__Text to read__.
══════════
Attention: This is the 2005 workshop webpage. For YRRSDS 2006 click here
 Overview [more]


The Young Researchers' Roundtable on Spoken Dialog Systems is a workshop designed for students, post docs, and junior researchers working in applied spoken dialog systems research. The roundtable will provide an open forum where participants can discuss their research interests, current work and future plans. We hope the workshop format (see below) will foster creative thinking about current issues in spoken dialog systems research, and help create a stronger international network of young researchers working in the field.

This workshop is an ISCA event held on September the 1st, 2005, at the Centro Cultural de Belém (the same venue as Interspeech 2005) in Lisbon, Portugal in conjunction with INTERSPEECH-2005 and SIGdial.

 Workshop Format
 


The workshop will be held as a full-day event, consisting of multiple small-group discussions.

The day will start with a one-hour introductory session, during which participants will briefly introduce themselves and their research. Next, depending on the number of participants, there will be two or three parallel discussion sessions in the morning segment, and again in the afternoon. At the end of the each segment, all participants will reconvene and present the conclusions from their discussions. The topics for the discussion sessions will be chosen based on interests expressed during the submission process. Potential topics include:

- What are best practices for conducting and evaluating user studies of spoken dialog systems?
- How can the user be made aware of the capabilities and limitations of a spoken dialog system?
- What are best practices for rapidly deploying dialog systems in the real world?
- Spoken dialog systems and robots: what are the issues and challenges?
- What skills must a dialog agent have to be able to engage in a multi-participant conversation?
- Where can spoken dialog systems have a significant impact in the world?
══════════
__Data rows__.

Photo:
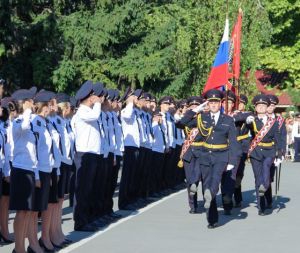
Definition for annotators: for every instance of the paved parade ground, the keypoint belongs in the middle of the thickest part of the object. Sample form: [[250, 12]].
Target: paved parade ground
[[166, 225]]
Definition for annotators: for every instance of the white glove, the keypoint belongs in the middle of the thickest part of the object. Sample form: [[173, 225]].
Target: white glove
[[200, 108], [229, 167], [249, 119], [277, 162]]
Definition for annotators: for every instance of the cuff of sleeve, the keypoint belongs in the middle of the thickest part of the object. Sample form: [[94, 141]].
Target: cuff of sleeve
[[36, 174]]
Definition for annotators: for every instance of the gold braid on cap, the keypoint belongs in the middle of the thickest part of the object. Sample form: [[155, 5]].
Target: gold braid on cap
[[202, 128]]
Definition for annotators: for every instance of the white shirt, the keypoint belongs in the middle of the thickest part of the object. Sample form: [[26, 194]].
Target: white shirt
[[24, 152], [45, 150], [216, 115], [130, 126], [118, 135], [147, 129], [111, 132], [60, 125], [296, 130], [86, 129], [158, 144], [104, 146]]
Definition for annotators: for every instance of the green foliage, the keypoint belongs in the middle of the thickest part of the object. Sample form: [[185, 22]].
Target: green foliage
[[166, 47]]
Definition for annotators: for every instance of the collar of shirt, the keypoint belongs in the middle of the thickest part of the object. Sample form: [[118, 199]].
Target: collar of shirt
[[217, 115]]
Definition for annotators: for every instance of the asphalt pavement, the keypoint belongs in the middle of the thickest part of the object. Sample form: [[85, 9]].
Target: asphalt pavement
[[166, 225]]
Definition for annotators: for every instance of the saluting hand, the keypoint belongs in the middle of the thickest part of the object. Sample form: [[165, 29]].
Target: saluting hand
[[38, 183]]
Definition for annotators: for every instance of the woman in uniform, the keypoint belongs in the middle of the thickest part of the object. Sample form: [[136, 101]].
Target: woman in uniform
[[24, 175]]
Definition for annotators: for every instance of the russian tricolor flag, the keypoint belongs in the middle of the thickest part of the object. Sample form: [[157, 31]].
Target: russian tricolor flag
[[218, 76]]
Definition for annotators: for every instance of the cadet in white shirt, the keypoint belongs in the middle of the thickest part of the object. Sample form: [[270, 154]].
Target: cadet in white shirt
[[48, 162], [119, 147], [87, 135], [158, 154], [169, 125], [132, 139], [24, 173], [8, 114]]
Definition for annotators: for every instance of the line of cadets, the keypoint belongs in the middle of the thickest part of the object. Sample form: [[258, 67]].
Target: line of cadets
[[218, 145], [46, 137], [43, 143]]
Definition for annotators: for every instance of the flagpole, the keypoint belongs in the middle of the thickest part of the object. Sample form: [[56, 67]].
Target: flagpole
[[226, 86]]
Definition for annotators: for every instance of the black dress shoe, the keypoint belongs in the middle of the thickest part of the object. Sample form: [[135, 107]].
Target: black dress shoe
[[227, 212], [57, 246], [115, 215], [269, 206], [212, 226], [6, 241], [86, 228], [238, 205], [45, 248], [30, 250]]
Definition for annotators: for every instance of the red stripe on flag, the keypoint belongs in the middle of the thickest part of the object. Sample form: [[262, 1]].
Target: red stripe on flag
[[217, 78]]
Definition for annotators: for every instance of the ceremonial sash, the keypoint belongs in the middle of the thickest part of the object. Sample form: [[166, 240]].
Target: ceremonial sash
[[187, 143], [261, 134], [280, 121]]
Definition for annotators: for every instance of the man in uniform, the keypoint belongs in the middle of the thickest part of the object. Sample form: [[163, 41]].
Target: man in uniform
[[220, 150], [244, 139], [264, 148], [283, 138], [87, 155], [191, 149]]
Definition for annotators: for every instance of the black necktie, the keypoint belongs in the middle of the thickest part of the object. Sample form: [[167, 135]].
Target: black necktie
[[213, 122]]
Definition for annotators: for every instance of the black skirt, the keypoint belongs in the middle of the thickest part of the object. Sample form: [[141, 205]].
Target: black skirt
[[5, 188], [53, 194], [22, 193], [63, 179], [1, 184], [42, 193]]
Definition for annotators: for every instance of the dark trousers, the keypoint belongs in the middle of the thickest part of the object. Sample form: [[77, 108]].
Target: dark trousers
[[156, 172], [297, 149], [227, 189], [269, 194], [71, 184], [145, 166], [128, 184], [111, 183], [180, 174], [211, 179], [239, 177], [192, 175], [170, 169], [86, 165], [261, 170], [100, 184]]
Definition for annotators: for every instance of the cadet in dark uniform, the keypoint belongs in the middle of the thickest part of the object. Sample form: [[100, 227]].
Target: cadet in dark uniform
[[24, 173], [264, 148], [229, 176], [283, 138], [132, 141], [244, 139], [191, 149], [87, 135], [220, 151]]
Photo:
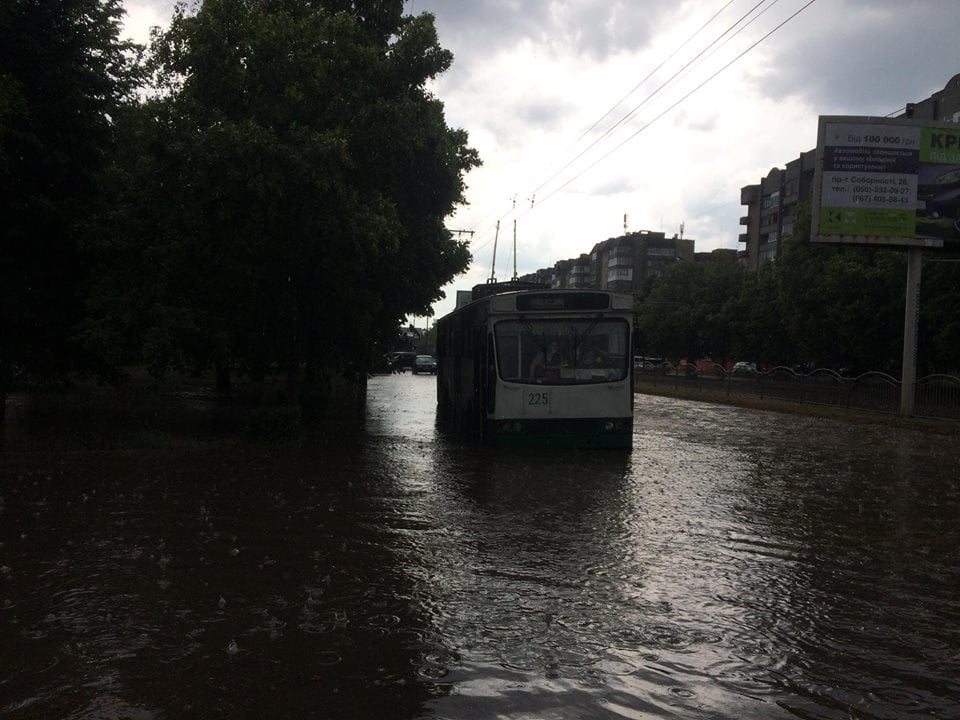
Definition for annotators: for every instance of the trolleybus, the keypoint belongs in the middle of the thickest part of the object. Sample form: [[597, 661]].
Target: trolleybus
[[538, 367]]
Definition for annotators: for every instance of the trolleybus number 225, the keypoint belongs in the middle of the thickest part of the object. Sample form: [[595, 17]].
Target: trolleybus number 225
[[538, 398]]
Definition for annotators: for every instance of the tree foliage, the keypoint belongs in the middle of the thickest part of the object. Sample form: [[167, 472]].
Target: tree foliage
[[821, 305], [65, 80], [285, 194]]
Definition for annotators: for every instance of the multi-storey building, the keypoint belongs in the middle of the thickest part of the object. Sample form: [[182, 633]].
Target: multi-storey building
[[773, 203], [620, 264]]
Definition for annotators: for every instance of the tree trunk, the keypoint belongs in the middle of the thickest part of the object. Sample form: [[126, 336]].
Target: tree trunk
[[294, 381], [224, 382]]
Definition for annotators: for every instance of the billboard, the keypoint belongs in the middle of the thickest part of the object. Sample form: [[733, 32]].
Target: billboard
[[886, 181]]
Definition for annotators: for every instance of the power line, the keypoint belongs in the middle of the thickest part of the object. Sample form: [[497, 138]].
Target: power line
[[653, 72], [667, 110], [678, 102], [649, 97]]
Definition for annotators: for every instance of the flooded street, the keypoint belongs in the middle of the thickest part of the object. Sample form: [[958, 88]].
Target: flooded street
[[734, 564]]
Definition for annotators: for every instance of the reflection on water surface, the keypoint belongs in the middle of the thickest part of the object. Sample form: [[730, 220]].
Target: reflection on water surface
[[733, 564]]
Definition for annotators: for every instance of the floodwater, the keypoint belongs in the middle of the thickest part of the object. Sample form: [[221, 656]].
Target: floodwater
[[734, 564]]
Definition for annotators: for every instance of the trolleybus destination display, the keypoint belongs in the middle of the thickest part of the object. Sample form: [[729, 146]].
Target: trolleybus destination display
[[886, 182]]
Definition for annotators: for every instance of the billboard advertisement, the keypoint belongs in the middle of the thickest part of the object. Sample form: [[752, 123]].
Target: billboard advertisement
[[886, 182]]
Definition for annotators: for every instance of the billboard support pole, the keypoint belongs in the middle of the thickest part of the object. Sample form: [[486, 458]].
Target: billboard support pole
[[908, 378]]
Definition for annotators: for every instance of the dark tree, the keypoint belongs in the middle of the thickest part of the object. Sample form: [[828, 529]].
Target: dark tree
[[65, 78], [293, 177]]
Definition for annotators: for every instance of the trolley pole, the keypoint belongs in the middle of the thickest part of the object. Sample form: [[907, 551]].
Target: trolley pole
[[908, 378]]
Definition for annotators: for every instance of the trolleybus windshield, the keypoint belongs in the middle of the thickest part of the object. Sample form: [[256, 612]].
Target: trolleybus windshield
[[562, 351]]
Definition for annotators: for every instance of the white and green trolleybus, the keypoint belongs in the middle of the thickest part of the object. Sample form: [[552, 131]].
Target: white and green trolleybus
[[538, 367]]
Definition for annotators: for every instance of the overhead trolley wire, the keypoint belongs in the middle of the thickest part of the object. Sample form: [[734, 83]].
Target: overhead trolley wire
[[582, 172], [607, 113], [652, 72], [678, 102], [661, 87]]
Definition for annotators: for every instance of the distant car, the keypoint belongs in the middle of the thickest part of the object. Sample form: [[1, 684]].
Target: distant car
[[401, 360], [424, 363]]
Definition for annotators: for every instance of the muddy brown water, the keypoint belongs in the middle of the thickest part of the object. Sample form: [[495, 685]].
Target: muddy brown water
[[734, 564]]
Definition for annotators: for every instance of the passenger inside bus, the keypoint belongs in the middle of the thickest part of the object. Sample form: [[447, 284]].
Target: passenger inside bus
[[546, 364]]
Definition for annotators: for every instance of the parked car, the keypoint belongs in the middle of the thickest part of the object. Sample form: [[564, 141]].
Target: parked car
[[401, 360], [424, 363]]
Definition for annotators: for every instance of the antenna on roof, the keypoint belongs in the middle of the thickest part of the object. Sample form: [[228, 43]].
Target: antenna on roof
[[493, 267], [514, 249]]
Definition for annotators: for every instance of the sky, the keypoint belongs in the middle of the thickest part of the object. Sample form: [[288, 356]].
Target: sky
[[587, 111]]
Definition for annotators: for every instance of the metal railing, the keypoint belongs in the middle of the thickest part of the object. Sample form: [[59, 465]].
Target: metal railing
[[937, 396]]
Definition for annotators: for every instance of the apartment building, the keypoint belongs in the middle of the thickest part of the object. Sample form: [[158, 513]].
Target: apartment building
[[620, 264], [772, 203]]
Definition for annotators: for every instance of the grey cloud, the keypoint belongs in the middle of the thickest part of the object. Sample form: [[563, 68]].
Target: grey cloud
[[594, 28], [889, 56]]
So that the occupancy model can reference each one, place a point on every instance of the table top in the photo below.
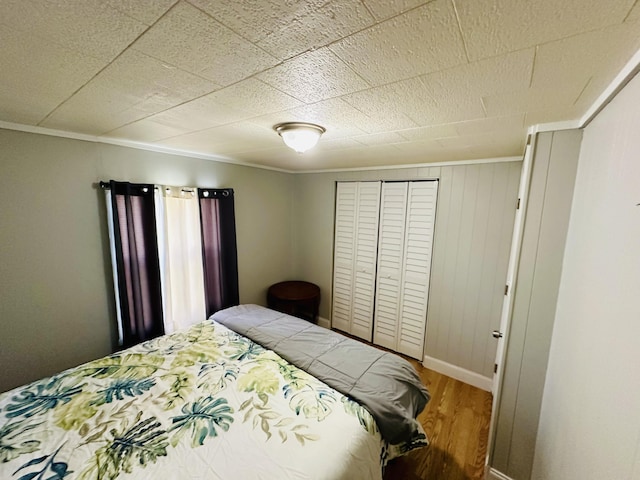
(294, 290)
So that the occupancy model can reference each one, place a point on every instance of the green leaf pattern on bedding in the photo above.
(133, 408)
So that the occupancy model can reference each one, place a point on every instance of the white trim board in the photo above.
(19, 127)
(467, 376)
(494, 474)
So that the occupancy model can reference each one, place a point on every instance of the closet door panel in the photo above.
(420, 222)
(344, 253)
(368, 202)
(390, 259)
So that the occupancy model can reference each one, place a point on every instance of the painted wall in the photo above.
(56, 296)
(590, 420)
(474, 221)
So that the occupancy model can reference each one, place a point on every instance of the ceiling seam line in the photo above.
(48, 115)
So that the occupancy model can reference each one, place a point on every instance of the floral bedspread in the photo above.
(204, 403)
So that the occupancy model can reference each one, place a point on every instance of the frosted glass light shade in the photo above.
(299, 136)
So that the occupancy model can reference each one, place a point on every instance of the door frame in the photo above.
(510, 287)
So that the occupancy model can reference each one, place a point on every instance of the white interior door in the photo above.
(507, 304)
(391, 243)
(343, 255)
(418, 246)
(366, 239)
(356, 233)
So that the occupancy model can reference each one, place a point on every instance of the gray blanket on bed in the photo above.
(387, 385)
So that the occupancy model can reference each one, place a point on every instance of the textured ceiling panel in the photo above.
(30, 90)
(255, 19)
(402, 46)
(145, 11)
(314, 76)
(316, 29)
(88, 27)
(132, 87)
(494, 27)
(394, 82)
(384, 9)
(195, 42)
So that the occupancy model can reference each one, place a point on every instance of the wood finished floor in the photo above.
(456, 420)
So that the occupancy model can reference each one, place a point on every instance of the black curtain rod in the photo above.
(107, 186)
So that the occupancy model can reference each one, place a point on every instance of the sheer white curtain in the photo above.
(180, 251)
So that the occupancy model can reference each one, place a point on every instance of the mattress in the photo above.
(204, 403)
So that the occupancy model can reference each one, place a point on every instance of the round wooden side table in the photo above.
(295, 297)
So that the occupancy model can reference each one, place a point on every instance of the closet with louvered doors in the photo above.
(355, 255)
(405, 243)
(382, 261)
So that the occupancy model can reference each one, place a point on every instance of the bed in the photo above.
(210, 402)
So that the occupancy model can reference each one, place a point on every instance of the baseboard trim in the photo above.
(494, 474)
(324, 322)
(459, 373)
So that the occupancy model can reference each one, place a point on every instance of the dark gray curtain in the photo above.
(219, 250)
(137, 261)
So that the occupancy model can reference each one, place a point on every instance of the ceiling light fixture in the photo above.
(299, 136)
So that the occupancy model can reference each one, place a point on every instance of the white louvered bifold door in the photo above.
(418, 246)
(391, 243)
(344, 254)
(366, 255)
(355, 253)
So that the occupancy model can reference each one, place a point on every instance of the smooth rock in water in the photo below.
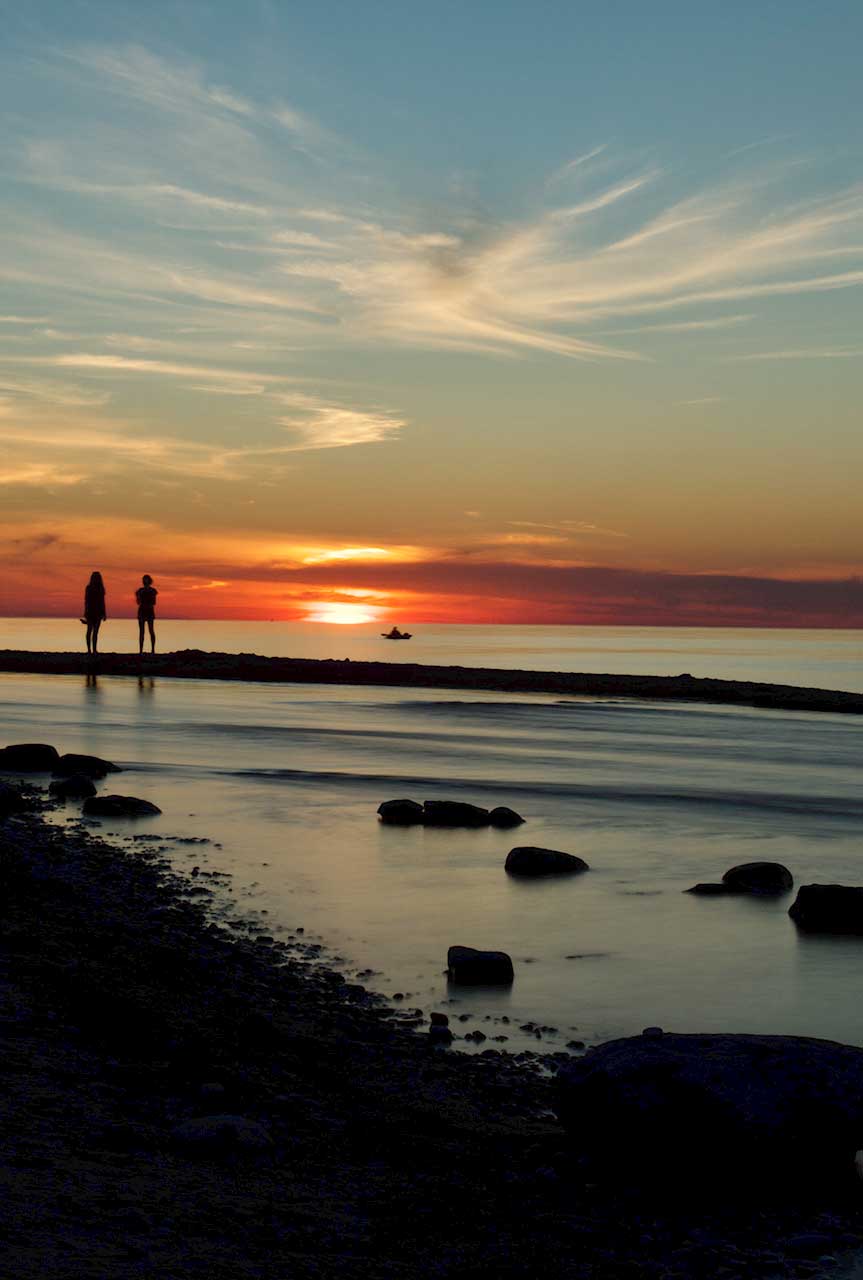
(10, 800)
(479, 968)
(758, 878)
(829, 909)
(74, 787)
(28, 758)
(224, 1133)
(529, 860)
(453, 813)
(91, 766)
(729, 1106)
(401, 813)
(503, 817)
(119, 807)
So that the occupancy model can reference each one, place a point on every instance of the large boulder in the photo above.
(479, 968)
(401, 813)
(74, 787)
(529, 860)
(119, 807)
(829, 909)
(503, 817)
(761, 878)
(453, 813)
(10, 800)
(28, 758)
(91, 766)
(715, 1105)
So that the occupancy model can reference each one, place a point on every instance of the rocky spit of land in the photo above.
(185, 1100)
(197, 664)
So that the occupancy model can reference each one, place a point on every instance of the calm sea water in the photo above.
(826, 659)
(287, 780)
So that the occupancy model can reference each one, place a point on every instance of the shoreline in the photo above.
(197, 664)
(128, 1014)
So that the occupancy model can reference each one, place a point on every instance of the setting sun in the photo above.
(341, 613)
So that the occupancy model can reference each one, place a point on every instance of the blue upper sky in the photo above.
(589, 268)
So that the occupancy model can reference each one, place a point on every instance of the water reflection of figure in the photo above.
(94, 611)
(146, 600)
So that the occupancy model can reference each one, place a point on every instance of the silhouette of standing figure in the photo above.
(146, 598)
(94, 611)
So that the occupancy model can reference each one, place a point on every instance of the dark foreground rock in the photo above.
(119, 807)
(761, 880)
(77, 786)
(28, 758)
(129, 1019)
(829, 909)
(479, 968)
(782, 1105)
(453, 813)
(91, 766)
(529, 860)
(446, 813)
(401, 813)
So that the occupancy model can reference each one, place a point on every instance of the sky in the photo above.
(489, 312)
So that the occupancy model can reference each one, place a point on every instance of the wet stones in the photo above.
(762, 880)
(401, 813)
(28, 758)
(88, 766)
(829, 909)
(730, 1105)
(446, 813)
(532, 862)
(77, 786)
(469, 967)
(119, 807)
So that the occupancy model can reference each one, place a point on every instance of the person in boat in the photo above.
(94, 609)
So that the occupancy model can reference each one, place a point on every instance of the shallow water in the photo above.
(288, 778)
(823, 659)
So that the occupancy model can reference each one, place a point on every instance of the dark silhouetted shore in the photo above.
(196, 664)
(132, 1023)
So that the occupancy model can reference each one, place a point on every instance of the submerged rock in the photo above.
(401, 813)
(28, 758)
(503, 817)
(453, 813)
(119, 807)
(718, 1102)
(222, 1133)
(529, 860)
(479, 968)
(91, 766)
(77, 786)
(829, 909)
(10, 800)
(758, 878)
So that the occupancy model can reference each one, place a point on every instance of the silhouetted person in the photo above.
(146, 599)
(94, 611)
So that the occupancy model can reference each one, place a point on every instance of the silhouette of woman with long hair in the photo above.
(146, 600)
(94, 611)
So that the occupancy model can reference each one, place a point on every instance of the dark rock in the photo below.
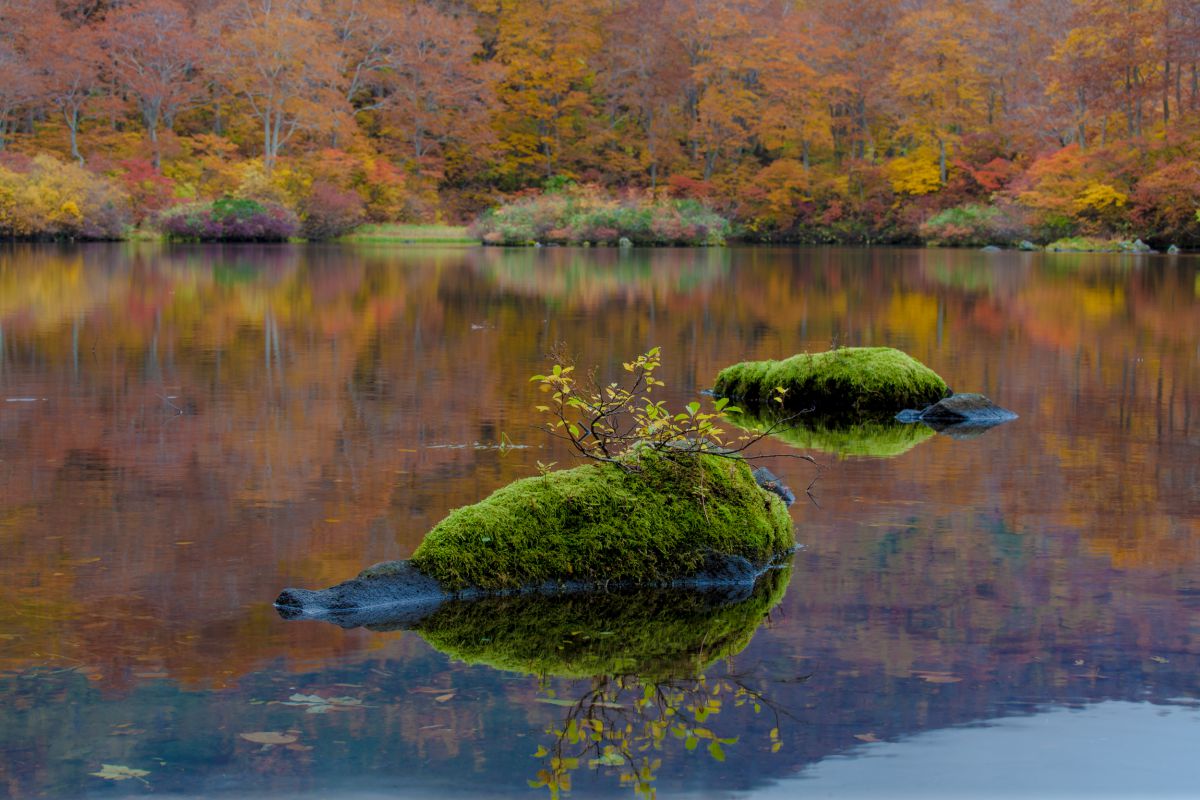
══════════
__What you need to do__.
**A.** From the workshop webpage, extract the stretch from "- How can the" through "a multi-participant conversation?".
**B.** Using the workshop webpage, mark each statement yes or no and quote the words that decide it. (i) The workshop took place at the Centro Cultural de Belém in Lisbon. (ii) The day opens with a two-hour introductory session. (iii) The discussion topics are chosen based on interests expressed during the submission process.

__Answers for this exercise__.
**A.**
- How can the user be made aware of the capabilities and limitations of a spoken dialog system?
- What are best practices for rapidly deploying dialog systems in the real world?
- Spoken dialog systems and robots: what are the issues and challenges?
- What skills must a dialog agent have to be able to engage in a multi-participant conversation?

**B.**
(i) Yes: "at the Centro Cultural de Belém (the same venue as Interspeech 2005) in Lisbon, Portugal"
(ii) No: "The day will start with a one-hour introductory session"
(iii) Yes: "The topics for the discussion sessions will be chosen based on interests expressed during the submission process."